* [WHAT IS BEING ASKED]: Your response should be the lines from the one holding "Where can the still" to the last line of the data below, copied exactly and with no additions.

* [EXTRACTED RECORDS]:
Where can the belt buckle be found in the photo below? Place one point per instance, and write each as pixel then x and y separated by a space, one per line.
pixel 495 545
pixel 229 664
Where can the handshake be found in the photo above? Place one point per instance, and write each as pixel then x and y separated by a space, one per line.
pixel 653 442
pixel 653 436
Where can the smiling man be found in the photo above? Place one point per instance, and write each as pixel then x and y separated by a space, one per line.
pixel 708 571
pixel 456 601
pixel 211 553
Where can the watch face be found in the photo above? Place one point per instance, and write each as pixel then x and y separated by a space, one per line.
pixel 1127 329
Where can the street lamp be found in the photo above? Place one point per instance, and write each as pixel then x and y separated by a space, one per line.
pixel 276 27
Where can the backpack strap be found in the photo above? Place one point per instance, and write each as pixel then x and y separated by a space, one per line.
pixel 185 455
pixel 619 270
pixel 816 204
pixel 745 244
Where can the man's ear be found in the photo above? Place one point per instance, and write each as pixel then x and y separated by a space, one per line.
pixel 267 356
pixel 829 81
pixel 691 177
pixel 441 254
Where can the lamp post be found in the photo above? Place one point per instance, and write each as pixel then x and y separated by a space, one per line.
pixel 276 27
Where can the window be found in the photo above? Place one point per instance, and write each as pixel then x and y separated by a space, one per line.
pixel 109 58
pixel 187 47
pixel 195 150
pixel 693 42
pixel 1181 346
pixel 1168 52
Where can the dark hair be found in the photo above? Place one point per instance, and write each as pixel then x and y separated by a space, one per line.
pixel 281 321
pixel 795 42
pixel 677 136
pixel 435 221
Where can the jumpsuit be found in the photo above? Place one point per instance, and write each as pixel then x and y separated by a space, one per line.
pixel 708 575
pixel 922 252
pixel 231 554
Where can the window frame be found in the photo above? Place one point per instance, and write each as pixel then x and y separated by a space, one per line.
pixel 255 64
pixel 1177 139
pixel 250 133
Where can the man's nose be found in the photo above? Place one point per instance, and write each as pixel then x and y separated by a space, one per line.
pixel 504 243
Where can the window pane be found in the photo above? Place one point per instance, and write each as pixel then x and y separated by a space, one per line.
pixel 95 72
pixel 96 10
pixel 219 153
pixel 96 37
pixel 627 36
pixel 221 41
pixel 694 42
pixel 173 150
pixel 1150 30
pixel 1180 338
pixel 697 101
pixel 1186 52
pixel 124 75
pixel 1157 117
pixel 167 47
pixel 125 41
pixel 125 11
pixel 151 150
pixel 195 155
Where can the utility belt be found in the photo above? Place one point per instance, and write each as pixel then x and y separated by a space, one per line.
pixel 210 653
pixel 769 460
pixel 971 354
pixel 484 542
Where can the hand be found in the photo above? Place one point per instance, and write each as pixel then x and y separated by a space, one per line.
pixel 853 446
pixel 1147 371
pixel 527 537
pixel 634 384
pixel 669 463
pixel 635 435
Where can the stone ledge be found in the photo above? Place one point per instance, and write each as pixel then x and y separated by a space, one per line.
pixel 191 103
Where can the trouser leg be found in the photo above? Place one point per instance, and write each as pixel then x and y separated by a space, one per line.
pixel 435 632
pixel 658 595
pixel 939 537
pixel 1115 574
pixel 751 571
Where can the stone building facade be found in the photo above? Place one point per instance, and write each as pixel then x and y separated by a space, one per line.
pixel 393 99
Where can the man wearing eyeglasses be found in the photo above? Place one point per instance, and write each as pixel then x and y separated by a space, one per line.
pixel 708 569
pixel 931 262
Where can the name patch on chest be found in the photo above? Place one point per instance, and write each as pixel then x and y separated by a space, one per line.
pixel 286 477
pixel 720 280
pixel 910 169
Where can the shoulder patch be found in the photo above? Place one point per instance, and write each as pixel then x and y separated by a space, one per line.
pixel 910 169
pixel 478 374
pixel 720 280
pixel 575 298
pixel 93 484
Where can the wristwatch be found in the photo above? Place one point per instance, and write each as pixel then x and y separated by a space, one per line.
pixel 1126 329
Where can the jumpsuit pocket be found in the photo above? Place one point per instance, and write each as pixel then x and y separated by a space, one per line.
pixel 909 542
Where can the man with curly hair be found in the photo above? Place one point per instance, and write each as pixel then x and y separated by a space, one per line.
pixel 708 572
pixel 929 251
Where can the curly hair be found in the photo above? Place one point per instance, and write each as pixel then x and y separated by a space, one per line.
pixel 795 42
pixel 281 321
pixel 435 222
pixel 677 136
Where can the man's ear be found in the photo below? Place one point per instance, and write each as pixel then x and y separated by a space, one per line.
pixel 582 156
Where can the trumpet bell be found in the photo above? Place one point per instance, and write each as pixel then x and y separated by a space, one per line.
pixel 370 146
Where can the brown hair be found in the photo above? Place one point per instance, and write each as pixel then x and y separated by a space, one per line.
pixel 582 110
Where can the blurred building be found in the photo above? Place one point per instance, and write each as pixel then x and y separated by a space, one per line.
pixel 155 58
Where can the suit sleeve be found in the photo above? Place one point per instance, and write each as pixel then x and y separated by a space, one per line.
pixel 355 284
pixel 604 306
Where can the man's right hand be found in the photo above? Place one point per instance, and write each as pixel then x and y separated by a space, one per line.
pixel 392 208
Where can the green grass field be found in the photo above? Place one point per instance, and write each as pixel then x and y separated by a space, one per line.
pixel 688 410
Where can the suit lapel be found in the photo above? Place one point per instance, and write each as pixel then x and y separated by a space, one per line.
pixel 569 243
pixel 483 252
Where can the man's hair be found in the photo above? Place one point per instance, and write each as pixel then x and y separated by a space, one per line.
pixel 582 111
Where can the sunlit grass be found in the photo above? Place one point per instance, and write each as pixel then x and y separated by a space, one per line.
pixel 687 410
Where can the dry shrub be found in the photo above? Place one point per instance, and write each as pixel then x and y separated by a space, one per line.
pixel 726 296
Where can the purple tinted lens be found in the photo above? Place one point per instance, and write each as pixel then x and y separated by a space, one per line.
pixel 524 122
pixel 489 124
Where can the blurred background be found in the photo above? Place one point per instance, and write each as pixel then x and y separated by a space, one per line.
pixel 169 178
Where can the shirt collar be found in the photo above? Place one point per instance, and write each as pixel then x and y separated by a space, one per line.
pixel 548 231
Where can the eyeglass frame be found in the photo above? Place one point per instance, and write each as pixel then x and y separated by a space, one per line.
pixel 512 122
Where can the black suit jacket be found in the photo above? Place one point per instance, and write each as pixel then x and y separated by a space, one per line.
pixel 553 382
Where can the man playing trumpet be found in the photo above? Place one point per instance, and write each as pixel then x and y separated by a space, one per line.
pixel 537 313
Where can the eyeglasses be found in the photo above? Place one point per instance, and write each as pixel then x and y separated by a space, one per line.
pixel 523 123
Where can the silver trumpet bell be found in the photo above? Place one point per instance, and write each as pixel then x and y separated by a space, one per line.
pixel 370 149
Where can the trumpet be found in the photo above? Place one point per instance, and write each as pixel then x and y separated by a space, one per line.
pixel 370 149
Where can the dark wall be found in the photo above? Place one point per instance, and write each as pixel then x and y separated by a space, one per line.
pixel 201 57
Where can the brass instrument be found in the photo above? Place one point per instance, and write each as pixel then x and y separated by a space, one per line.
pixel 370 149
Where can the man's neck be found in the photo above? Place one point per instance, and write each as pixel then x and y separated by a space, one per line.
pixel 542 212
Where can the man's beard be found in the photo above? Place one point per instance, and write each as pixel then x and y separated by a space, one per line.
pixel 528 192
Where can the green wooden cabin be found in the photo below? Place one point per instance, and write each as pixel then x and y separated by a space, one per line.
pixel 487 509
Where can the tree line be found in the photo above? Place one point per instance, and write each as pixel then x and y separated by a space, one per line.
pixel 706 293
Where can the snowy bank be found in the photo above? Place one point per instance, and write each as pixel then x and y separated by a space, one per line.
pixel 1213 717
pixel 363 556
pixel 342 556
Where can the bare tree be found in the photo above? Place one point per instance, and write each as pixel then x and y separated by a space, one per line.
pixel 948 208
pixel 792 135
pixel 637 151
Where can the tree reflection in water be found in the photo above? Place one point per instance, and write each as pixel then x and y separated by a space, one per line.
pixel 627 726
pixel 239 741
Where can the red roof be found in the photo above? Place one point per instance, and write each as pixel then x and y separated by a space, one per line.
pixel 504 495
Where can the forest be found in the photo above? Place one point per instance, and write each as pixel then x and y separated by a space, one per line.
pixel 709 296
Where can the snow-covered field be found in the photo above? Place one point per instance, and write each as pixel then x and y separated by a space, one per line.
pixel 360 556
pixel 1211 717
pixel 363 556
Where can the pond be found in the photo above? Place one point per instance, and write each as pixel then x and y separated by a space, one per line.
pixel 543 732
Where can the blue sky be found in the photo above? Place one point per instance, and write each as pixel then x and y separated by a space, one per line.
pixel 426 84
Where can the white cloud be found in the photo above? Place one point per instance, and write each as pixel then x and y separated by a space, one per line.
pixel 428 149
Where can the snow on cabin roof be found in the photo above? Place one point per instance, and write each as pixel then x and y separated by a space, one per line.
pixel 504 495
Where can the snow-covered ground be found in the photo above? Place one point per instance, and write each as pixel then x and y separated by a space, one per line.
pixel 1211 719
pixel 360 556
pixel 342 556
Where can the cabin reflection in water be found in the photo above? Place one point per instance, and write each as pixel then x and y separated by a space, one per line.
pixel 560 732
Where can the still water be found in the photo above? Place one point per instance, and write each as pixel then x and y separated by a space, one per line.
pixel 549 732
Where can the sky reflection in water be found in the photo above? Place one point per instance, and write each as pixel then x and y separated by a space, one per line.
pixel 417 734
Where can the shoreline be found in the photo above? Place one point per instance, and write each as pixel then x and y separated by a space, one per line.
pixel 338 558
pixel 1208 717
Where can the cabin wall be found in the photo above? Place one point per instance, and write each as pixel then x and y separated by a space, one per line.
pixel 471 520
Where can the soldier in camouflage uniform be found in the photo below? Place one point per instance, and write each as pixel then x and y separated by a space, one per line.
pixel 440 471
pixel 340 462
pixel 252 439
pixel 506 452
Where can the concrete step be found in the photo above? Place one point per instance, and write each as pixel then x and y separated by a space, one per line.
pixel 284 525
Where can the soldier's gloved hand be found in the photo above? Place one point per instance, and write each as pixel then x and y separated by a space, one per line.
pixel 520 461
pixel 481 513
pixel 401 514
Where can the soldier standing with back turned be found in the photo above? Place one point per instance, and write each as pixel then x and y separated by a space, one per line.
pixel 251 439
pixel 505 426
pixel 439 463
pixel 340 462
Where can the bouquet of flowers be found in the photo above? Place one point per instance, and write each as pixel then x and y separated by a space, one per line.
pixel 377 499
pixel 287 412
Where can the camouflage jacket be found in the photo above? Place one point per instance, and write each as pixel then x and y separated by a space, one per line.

* [SOLUTION FOR THIS EXERCISE]:
Where can the still water be found in the photo above? Place one point per instance, and write each as pixel then x and y separated by a space, one per line.
pixel 549 732
Where can the sky reflection in water be found in the photo above? Place one point per instance, and write each as pixel then x and y separated by a space, one per line.
pixel 417 734
Where can the shoreline be found in the photo above? Place one point per instance, and write each as pixel then x and y separated by a space, one per line.
pixel 338 558
pixel 1208 717
Where can the cabin wall be found in the photo above? Place one point per instance, and write each as pixel then x and y separated by a space, one per line.
pixel 471 520
Where can the soldier in camouflage uniform be found in the photo below? Place one point per instance, and write each as pixel then x and y separated by a space, one per line.
pixel 440 471
pixel 340 462
pixel 252 439
pixel 506 452
Where can the concrete step be found in the photo above? Place one point per instance, and write each as pixel then x and y separated by a space, one per line.
pixel 284 525
Where can the soldier's gloved hand be found in the photo above? Place one point per instance, and write each as pixel then x and y separated by a space, one per line.
pixel 520 461
pixel 481 513
pixel 401 514
Where can the soldier standing with back turned be found in the photo above? Place one point per instance, and write each as pixel then x and y separated by a space, one per line.
pixel 251 439
pixel 505 426
pixel 439 463
pixel 340 462
Where can the bouquet of flowers be found in the photo above? Place one point per instance, and write each as pixel then x and y separated by a space, one per line.
pixel 377 499
pixel 287 412
Where can the camouflage jacket be found in the photo above? Place one point per instance, and write each as pixel then x and y separated by a space, one per line.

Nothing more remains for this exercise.